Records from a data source
--- --- ---
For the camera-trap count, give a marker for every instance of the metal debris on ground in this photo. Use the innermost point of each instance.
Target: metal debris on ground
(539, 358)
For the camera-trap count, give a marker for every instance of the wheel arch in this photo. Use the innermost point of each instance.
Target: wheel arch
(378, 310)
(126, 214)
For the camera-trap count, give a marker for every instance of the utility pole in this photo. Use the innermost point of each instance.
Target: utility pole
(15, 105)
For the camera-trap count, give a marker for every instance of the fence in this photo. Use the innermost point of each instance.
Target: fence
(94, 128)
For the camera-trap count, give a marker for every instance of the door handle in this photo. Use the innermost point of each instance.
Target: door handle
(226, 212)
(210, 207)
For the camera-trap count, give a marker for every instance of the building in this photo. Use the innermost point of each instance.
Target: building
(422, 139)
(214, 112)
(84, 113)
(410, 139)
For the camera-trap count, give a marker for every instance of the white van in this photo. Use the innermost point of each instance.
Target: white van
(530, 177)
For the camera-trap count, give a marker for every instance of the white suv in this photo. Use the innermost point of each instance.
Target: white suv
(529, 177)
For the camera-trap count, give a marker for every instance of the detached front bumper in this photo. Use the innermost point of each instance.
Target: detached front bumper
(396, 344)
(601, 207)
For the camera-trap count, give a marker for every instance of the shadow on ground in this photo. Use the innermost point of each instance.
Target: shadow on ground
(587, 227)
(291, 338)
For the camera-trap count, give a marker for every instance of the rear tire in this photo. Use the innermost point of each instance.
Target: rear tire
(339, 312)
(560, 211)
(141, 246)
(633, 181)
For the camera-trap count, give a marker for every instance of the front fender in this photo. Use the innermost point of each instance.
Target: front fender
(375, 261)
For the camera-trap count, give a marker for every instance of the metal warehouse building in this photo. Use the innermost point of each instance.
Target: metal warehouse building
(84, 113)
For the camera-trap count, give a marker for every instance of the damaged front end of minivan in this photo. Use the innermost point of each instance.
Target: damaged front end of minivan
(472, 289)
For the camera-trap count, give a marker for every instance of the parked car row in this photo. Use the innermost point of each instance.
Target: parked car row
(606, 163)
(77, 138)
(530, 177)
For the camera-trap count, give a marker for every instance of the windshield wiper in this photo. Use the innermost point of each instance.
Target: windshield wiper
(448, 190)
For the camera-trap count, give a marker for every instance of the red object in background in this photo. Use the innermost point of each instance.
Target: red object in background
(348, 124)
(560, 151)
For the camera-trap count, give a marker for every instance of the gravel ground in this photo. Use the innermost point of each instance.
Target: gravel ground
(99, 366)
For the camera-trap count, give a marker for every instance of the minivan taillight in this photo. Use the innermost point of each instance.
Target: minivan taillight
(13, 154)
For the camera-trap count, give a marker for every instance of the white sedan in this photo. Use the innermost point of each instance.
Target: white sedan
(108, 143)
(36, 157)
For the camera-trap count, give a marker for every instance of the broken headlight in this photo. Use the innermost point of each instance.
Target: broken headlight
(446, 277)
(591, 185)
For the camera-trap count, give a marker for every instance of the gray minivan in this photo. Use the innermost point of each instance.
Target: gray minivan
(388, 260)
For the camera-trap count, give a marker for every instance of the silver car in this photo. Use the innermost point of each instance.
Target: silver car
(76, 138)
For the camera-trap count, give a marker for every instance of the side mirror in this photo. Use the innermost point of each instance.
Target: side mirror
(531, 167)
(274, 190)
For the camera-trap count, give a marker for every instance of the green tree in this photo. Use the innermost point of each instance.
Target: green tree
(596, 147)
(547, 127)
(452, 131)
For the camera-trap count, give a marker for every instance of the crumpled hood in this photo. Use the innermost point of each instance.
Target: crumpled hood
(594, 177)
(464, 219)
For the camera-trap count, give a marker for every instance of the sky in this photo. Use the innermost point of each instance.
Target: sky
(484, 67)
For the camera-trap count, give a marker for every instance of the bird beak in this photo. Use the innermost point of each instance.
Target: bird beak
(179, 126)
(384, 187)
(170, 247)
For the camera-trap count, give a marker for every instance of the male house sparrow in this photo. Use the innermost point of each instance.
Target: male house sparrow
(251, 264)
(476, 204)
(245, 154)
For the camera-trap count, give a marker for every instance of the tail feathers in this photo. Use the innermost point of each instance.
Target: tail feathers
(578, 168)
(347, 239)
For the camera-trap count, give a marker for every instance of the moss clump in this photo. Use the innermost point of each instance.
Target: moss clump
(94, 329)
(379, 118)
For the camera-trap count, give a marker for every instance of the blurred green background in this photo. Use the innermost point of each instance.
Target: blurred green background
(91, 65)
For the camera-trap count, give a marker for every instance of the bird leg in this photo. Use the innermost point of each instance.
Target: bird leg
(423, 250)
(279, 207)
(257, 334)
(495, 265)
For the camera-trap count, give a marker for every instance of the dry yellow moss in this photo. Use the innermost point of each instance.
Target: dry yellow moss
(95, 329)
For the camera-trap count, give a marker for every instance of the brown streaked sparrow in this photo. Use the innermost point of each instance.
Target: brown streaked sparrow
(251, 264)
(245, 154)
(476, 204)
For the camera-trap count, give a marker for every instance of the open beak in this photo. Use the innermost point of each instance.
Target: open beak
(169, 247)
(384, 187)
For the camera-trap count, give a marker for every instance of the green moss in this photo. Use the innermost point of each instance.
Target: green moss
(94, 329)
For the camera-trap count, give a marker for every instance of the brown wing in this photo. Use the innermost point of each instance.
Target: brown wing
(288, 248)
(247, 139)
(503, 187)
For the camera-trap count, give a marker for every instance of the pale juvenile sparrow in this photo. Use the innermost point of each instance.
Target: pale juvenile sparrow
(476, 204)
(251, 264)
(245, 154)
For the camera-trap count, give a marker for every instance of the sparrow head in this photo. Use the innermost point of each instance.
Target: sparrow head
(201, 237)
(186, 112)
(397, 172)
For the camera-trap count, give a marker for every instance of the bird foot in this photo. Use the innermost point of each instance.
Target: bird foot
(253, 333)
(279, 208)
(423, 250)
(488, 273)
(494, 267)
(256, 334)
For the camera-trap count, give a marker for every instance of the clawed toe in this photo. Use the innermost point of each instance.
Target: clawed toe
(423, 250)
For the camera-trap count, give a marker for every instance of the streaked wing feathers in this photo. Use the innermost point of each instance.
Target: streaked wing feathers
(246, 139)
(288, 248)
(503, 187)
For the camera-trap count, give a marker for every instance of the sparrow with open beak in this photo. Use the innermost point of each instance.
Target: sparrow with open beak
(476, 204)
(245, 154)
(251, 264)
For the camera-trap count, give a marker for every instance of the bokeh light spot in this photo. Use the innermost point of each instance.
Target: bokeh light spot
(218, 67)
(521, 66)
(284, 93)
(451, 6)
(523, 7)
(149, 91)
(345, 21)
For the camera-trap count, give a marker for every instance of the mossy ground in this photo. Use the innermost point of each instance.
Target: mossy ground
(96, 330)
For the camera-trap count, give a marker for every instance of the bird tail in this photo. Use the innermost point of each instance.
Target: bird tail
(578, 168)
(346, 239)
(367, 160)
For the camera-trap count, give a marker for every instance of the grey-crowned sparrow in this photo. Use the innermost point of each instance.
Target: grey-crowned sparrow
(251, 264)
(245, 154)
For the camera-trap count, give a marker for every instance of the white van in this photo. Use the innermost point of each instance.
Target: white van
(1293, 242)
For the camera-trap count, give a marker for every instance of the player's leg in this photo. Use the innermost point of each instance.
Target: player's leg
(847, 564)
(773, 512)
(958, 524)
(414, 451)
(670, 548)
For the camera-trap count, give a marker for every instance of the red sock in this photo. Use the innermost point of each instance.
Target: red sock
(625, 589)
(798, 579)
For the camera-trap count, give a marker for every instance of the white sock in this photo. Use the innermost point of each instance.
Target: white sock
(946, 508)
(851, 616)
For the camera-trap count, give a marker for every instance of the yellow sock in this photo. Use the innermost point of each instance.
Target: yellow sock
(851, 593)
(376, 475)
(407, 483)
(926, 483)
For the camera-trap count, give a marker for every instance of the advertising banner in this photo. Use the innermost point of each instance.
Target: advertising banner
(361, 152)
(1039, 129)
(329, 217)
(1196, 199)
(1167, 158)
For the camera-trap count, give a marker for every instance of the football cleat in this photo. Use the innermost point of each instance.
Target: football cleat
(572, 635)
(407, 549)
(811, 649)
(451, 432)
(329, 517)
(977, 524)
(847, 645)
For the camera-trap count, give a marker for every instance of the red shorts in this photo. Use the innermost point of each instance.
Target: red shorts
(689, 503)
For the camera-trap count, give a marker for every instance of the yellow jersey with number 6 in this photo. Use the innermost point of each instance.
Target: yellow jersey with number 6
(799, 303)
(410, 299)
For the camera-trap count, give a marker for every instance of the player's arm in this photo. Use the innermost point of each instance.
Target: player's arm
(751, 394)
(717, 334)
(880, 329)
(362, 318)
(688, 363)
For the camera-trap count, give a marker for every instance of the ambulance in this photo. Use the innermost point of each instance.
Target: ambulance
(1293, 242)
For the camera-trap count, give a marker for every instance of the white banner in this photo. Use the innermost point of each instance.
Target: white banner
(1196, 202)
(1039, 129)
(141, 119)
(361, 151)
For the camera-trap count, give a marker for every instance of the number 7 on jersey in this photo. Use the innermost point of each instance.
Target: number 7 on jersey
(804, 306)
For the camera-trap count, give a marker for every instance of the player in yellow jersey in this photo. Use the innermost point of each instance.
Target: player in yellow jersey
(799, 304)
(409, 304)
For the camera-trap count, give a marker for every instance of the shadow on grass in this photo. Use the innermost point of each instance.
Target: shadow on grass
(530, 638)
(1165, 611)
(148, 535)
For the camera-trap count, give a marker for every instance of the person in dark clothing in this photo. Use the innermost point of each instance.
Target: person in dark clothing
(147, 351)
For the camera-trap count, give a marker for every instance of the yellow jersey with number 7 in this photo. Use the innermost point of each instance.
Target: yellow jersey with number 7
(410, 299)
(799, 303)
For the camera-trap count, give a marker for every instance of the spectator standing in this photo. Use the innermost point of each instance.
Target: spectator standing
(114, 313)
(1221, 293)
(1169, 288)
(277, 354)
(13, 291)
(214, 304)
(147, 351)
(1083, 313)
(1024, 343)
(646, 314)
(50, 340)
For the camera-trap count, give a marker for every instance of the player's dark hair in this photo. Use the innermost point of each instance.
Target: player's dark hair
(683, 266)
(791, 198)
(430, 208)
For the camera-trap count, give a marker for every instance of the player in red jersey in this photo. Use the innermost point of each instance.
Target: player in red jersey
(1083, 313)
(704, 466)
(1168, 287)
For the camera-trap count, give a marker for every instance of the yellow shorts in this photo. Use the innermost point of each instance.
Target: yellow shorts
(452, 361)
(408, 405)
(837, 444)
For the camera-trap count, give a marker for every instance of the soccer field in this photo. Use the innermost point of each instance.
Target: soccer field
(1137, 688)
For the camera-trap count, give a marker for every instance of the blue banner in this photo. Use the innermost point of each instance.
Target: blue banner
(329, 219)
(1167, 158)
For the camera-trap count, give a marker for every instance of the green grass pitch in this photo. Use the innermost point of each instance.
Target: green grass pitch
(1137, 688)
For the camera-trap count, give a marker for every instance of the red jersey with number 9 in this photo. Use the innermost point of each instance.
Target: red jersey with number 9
--- --- ---
### [Instructions for the task]
Beginning with the top line of the data above, output every line exactly until the one that contains "of the utility", and include that one too.

### [Response to the task]
For the camera-trap count, give a marker for every instance of the metal debris on ground in this photo. Use the innermost point of each instance.
Target: metal debris on ground
(539, 358)
For the camera-trap count, give a marker for every instance of the wheel arch in this photo. Use the innermost point of each instance.
Target: wheel arch
(378, 310)
(126, 214)
For the camera-trap count, give a marker for every instance of the utility pole in this photo. Use the innermost point of each instance.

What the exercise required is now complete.